■ Extract provided:
********************
The "absence of evidence" problem from Axios applies here too: if the malware exfiltrated cleanly and went quiet, your post-hoc scan finds nothing. That's not safety; that's silence.

The Broader Pattern

tj-actions (2025) Trivy / Cisco (2026) Bitwarden CLI (2026)
Compromise vector Malicious tag rewrite Compromised GitHub Action + stolen PAT Compromised GitHub Action
Distribution channel GitHub Actions GitHub releases + Actions npm
Payload target CI secrets in workflow logs Cisco source trees + secrets Developer/CI credentials
C2 evasion Public workflow logs (no C2 needed) None disclosed Vendor-lookalike domain
Worm capability None None Yes — via harvested npm tokens

Each incident pushes the pattern further. tj-actions weaponized tags. Trivy/Cisco weaponized actions and PATs. Bitwarden weaponized actions, npm publish flow, and added a propagation primitive that turns each compromise into a launch pad for the next.

The defenders who are catching these (StepSecurity on Axios, Socket on Bitwarden) are doing so within hours. That's encouraging. The attackers picking these targets clearly understand that a few hours is enough. That's the part that should worry you.

The Pattern Nobody Noticed Twice

Three CI/CD pipeline compromises against security-adjacent vendors in eight weeks. The first one might be a coincidence. The second one is a pattern. By the third one, you should be asking which of the GitHub Actions in your .github/workflows/ directory has the privilege to publish your packages, sign your releases, or push to your registries — and what your blast radius would be if that action's maintainer woke up to a compromised account tomorrow morning.
********************
■ Excerpted data:

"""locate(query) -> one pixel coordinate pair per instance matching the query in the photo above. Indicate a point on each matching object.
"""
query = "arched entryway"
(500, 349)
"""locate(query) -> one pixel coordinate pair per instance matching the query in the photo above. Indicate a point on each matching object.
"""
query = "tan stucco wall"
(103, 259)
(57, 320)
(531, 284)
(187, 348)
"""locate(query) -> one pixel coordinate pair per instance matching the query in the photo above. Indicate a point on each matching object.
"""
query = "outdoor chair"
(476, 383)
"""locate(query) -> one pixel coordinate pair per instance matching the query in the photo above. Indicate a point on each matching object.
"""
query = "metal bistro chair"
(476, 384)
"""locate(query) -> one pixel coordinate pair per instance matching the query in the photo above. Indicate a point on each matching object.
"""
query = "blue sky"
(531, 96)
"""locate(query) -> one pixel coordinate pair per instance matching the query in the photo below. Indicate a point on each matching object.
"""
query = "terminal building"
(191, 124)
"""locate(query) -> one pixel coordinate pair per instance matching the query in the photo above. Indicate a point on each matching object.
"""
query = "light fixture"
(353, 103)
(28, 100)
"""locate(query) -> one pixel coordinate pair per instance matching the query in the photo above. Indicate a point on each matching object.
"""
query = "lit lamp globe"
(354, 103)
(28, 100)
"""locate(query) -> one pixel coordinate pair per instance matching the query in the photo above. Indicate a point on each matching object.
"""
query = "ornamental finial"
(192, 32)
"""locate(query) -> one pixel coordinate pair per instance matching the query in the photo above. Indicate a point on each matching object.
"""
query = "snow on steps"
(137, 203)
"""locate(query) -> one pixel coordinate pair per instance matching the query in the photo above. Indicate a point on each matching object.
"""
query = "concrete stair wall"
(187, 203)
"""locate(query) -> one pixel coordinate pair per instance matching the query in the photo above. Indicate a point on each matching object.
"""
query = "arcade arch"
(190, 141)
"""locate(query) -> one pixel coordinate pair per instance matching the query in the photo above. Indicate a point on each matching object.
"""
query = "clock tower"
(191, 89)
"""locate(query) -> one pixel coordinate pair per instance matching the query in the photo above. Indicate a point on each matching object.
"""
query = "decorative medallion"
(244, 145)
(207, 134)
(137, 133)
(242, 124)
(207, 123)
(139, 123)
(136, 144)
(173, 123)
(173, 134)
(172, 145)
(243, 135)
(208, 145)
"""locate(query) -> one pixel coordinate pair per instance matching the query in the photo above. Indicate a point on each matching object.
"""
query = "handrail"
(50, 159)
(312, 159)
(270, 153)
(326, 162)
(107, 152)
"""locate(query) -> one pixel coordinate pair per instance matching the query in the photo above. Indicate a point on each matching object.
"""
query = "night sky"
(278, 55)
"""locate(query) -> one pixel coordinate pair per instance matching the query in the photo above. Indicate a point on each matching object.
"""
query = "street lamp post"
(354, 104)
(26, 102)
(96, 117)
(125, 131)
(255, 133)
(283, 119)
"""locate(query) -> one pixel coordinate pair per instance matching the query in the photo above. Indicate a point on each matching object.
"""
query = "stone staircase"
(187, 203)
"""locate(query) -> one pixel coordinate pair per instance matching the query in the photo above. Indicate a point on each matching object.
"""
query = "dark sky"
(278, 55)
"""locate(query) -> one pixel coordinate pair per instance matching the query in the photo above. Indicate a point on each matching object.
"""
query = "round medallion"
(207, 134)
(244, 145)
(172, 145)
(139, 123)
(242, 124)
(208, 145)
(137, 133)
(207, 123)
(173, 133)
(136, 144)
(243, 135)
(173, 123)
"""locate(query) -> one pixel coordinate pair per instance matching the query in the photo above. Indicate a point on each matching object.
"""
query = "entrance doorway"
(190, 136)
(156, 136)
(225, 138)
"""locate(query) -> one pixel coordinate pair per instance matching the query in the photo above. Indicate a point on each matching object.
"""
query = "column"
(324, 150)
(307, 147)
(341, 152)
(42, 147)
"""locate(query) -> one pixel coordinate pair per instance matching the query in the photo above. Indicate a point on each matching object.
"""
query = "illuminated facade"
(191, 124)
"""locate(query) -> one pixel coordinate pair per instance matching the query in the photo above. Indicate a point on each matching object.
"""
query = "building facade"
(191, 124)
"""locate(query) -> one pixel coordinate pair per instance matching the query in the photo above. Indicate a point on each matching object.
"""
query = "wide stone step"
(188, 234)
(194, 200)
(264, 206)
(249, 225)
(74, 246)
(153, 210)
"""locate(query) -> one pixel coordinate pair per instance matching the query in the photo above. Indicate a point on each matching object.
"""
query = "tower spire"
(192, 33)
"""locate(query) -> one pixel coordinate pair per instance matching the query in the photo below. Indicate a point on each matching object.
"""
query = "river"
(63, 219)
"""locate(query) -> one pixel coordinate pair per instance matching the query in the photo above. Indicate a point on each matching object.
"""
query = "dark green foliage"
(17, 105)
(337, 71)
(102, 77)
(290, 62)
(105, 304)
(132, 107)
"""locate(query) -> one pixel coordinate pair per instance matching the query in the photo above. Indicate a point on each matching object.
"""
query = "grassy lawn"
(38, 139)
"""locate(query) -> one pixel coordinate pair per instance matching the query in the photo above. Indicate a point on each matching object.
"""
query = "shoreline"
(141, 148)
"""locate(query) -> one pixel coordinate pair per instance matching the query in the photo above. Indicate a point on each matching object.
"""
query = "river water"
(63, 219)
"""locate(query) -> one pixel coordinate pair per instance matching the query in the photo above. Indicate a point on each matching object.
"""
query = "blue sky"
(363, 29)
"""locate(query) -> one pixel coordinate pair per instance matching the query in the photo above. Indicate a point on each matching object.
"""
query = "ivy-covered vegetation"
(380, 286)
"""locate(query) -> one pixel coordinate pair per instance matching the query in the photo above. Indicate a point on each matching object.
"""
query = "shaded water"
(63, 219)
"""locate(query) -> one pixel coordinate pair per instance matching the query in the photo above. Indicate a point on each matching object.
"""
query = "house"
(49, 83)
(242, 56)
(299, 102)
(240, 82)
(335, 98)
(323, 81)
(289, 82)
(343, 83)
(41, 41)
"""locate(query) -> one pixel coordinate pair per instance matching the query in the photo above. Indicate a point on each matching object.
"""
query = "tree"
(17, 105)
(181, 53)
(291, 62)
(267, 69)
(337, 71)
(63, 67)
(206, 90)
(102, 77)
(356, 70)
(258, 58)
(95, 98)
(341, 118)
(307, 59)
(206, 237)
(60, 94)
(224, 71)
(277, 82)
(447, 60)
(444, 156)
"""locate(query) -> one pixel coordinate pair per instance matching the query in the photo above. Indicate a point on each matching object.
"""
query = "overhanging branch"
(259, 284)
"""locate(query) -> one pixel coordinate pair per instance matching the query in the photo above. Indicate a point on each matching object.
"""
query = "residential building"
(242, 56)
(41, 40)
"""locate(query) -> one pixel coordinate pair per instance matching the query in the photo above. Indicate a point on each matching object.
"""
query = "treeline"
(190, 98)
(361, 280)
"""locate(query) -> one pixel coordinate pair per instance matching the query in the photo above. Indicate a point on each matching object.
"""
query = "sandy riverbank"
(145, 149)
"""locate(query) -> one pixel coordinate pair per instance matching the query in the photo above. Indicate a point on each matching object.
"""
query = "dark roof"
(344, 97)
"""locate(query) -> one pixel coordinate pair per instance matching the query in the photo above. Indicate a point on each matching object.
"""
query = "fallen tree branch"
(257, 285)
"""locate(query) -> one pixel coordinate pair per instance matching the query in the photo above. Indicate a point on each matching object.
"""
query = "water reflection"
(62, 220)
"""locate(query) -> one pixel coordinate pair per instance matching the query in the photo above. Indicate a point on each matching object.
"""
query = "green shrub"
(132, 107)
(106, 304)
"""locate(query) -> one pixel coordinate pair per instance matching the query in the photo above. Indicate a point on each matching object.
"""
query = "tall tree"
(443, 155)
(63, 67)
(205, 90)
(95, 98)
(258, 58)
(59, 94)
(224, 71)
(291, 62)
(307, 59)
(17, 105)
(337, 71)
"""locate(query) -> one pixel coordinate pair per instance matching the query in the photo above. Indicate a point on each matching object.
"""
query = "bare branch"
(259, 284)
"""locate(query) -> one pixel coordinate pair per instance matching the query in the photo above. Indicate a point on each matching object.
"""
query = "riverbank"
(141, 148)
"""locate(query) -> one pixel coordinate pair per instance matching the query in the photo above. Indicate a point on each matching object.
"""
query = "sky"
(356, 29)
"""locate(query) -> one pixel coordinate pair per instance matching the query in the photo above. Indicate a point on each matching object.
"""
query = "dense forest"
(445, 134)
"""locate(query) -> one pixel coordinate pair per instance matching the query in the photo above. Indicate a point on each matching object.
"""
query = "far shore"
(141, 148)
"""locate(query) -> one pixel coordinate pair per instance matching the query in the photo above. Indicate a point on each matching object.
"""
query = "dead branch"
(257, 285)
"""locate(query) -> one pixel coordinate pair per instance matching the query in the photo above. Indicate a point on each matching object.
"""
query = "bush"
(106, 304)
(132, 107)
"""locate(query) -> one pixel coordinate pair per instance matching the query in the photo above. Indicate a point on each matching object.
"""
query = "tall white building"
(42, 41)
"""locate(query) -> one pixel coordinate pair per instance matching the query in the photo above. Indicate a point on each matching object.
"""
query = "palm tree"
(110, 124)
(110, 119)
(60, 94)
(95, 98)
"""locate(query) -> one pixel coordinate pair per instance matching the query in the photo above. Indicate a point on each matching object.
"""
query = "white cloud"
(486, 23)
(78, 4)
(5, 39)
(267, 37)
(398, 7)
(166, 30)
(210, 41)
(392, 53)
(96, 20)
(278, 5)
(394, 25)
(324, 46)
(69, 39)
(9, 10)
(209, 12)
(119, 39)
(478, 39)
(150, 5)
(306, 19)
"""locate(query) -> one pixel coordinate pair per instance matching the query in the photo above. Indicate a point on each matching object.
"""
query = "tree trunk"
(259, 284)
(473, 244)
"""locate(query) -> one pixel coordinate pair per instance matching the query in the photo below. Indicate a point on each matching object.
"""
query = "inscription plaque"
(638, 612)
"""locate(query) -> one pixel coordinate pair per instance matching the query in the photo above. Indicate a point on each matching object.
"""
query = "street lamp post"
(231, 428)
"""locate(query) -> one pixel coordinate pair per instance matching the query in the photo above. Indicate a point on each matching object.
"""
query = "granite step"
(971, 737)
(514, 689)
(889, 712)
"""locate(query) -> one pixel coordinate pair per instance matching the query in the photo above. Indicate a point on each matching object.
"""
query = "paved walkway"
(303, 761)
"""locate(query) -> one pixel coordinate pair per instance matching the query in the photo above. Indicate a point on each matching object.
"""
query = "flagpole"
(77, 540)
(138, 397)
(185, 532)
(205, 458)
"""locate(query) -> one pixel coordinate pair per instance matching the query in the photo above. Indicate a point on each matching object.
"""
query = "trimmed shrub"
********************
■ Exercises to complete:
a) From the CI/CD compromise text above, list the incidents compared side by side in the table, each with the year it gives.
b) Rewrite the stretch of the CI/CD compromise text from "Each incident pushes" through "should worry you.", swapping "weaponized" for "exploited" wherever it occurs.

■ Expected results:
a)
tj-actions (2025)
Trivy / Cisco (2026)
Bitwarden CLI (2026)

b)
Each incident pushes the pattern further. tj-actions exploited tags. Trivy/Cisco exploited actions and PATs. Bitwarden exploited actions, npm publish flow, and added a propagation primitive that turns each compromise into a launch pad for the next.

The defenders who are catching these (StepSecurity on Axios, Socket on Bitwarden) are doing so within hours. That's encouraging. The attackers picking these targets clearly understand that a few hours is enough. That's the part that should worry you.